**Study text**

···

- Born: 23 August 1917 Shandong, Republic of China
- Died: 12 April 2018 (aged 100) Beijing, China
- Known for: Plaster casts of Peking Man Identification of Yuanmou Man Discovery of Keichousaurus

Academic background
- Influences: Davidson Black and Franz Weidenreich

Academic work
- Discipline: Paleontology
- Sub-discipline: Paleoanthropology and palaeoarchaeology
- Institutions: Peking Union Medical College, Ministry of Geology and Geological Museum of China

= Hu Chengzhi =

Chinese paleontologist and paleoanthropologist (1917–2018)

Hu Chengzhi (胡承志 (Hu Cheng-chih); 23 August 1917 – 12 April 2018) was a Chinese paleontologist and paleoanthropologist. He made the plaster casts of the Peking Man skull in the 1930s, and identified the Yuanmou Man (Homo erectus yuanmouensis) based on fossils collected by others. He discovered the first fossil of Keichousaurus in 1957, and this species, K. hui, is named after him. A new hadrosaur discovered in Shandong is designated Shantungosaurus giganteus by Hu in 1973.

···

**Data provided**
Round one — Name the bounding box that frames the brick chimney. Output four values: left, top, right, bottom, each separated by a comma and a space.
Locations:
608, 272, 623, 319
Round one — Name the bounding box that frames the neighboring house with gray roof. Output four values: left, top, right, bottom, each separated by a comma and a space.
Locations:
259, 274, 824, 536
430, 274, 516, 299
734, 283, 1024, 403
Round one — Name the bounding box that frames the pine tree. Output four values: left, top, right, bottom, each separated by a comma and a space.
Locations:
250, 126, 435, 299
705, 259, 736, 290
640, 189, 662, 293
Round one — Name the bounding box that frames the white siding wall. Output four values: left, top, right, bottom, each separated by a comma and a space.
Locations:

···

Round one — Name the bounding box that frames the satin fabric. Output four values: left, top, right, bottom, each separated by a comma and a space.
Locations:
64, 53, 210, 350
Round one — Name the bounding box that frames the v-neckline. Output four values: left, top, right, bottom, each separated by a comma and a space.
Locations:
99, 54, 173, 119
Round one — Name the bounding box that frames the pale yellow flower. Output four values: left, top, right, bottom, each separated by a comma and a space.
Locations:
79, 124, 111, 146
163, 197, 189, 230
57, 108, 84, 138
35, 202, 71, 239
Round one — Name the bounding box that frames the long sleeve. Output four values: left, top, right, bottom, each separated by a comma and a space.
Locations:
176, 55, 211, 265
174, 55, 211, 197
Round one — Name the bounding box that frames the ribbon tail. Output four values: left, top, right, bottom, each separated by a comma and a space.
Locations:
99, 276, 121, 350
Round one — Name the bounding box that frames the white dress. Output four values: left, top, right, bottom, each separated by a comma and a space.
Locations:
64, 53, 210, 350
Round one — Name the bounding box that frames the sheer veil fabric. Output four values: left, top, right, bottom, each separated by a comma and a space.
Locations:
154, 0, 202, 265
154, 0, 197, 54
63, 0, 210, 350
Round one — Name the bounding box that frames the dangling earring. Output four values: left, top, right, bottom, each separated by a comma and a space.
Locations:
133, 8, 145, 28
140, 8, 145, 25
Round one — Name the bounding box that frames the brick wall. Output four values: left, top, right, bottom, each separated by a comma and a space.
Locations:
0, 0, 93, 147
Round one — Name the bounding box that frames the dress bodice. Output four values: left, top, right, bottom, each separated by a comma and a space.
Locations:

···

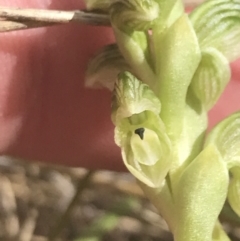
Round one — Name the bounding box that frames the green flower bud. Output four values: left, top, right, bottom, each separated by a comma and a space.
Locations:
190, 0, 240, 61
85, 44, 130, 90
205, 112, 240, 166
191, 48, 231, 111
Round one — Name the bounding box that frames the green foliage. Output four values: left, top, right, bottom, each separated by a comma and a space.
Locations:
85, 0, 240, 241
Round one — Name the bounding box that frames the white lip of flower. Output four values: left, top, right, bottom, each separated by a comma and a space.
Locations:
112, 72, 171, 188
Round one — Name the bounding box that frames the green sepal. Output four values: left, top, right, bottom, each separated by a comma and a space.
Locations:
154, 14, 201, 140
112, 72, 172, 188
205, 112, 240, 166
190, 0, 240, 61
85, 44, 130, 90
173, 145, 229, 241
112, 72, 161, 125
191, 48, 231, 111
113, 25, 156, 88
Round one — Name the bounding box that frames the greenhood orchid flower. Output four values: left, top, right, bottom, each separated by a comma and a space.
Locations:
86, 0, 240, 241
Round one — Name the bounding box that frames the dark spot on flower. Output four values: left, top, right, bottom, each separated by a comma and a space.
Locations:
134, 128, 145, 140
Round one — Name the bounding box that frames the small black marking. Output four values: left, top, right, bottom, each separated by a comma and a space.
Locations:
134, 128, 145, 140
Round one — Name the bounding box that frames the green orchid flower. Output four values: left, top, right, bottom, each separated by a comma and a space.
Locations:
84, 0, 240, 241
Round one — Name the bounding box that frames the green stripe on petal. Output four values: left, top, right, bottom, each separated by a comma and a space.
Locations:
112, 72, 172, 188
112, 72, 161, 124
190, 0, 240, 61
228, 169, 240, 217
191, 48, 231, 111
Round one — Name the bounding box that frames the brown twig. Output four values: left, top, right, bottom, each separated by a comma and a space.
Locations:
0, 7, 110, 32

···

**Work to complete**
Please reproduce the stretch of the Hu Chengzhi text from "Hu Chengzhi (胡承志" through "Hu in 1973." word for word. None of the items is needed for what comes next.

**Result of the task**
Hu Chengzhi (胡承志 (Hu Cheng-chih); 23 August 1917 – 12 April 2018) was a Chinese paleontologist and paleoanthropologist. He made the plaster casts of the Peking Man skull in the 1930s, and identified the Yuanmou Man (Homo erectus yuanmouensis) based on fossils collected by others. He discovered the first fossil of Keichousaurus in 1957, and this species, K. hui, is named after him. A new hadrosaur discovered in Shandong is designated Shantungosaurus giganteus by Hu in 1973.